-- Start of Input records --
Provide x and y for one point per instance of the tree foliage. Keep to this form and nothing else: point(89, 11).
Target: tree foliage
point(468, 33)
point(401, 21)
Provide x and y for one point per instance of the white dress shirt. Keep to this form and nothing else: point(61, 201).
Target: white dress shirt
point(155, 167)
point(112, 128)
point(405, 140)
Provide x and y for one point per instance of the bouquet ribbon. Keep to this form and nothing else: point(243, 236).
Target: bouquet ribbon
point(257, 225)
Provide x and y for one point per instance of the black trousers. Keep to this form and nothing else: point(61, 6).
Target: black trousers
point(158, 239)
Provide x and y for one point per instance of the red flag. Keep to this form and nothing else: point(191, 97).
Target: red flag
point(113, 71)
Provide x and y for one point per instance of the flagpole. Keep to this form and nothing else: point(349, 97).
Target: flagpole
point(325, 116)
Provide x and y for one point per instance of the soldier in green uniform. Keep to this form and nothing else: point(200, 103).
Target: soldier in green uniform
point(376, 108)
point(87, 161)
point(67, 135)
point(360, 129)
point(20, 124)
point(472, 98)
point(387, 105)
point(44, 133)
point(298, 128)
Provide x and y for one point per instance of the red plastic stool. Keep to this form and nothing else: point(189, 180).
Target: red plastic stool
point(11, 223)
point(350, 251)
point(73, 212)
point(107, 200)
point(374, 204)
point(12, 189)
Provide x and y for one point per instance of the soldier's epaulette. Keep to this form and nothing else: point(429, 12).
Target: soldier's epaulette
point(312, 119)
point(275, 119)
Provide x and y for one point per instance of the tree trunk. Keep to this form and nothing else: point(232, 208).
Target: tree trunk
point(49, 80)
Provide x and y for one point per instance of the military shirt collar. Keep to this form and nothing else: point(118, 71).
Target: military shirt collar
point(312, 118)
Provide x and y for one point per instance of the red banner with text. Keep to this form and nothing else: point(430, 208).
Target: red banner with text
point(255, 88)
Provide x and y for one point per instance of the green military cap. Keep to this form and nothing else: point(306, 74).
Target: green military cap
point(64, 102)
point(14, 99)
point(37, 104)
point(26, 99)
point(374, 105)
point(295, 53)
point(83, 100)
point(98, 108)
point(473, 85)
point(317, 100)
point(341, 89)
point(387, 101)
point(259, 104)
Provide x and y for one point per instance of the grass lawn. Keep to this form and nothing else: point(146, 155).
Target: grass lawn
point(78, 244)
-- End of Input records --
_Task instructions_.
Convert the records above into a two-column CSV with the header input,output and one row per record. Put the record's text in input and its answer in output, each in a single quoted field with line breaks replaced by spaces.

_Task response_.
input,output
"Provide x and y for one point per instance of the tree foliage. Keep to this form and nothing else: point(89, 11). Target: tree foliage","point(468, 33) point(401, 21)"
"Provide x and y for one point per instance of the white dress shirt. Keep to this form and nothing else: point(61, 201). Target: white dress shirt","point(155, 167) point(112, 128) point(405, 140)"
"Provide x and y for one point per instance of the bouquet ribbon. Keep to this form and nothing else: point(243, 236). Target: bouquet ribbon","point(257, 225)"
"Provide x and y for one point per instance of the black trousers. Keep to this form and nothing else: point(61, 6). Target: black trousers","point(158, 239)"
"Provide x and y for one point per instance of the red flag. Keep to this form and nothing else: point(191, 97). Target: red flag","point(113, 71)"
"Provide x and y for one point per instance of the flagpole. Keep to this form and nothing else: point(349, 97). Target: flagpole","point(325, 116)"
"Provide x and y for one point per instance of the soldier in green uniform. Keep to this form and nothing else: point(200, 103). Target: soldier in green uniform","point(376, 108) point(87, 161) point(67, 135) point(360, 129) point(20, 124) point(472, 98) point(387, 105) point(44, 133) point(298, 128)"
"Provide x and y for one point per instance of the red plastic stool. Keep to this form and nothing else: point(189, 180). Target: red plastic stool","point(11, 223) point(350, 251) point(73, 212) point(107, 200) point(374, 204) point(12, 189)"
"Provide x and y for one point per instance of the soldier's epaulette. Keep to this form and nothing else: point(429, 12). Target: soldier's epaulette","point(312, 119) point(275, 119)"
"Provide x and y for one point per instance of the tree trunk. Keep to this form and nothing else: point(232, 208). Target: tree trunk","point(49, 80)"
"Provide x and y for one point per instance of the military shirt collar. Keep to this form and nothing else: point(118, 71). Target: military shirt collar","point(312, 118)"
"Provide x and y for one point per instance of the red banner with text. Keep to this form and nothing else: point(430, 208). Target: red banner with text","point(255, 88)"
"Provide x and y for one point per instance of the green military cap. Keep to this form and nothing else: point(306, 74). Target: green military cap","point(64, 102) point(14, 99) point(37, 104) point(26, 99) point(374, 105) point(295, 53) point(83, 100) point(98, 108) point(473, 85) point(317, 100) point(341, 89) point(387, 101) point(259, 104)"
"Provide x and y for one point per instance of the grass lawn. Keep to this form and nothing else: point(146, 155). Target: grass lawn","point(78, 244)"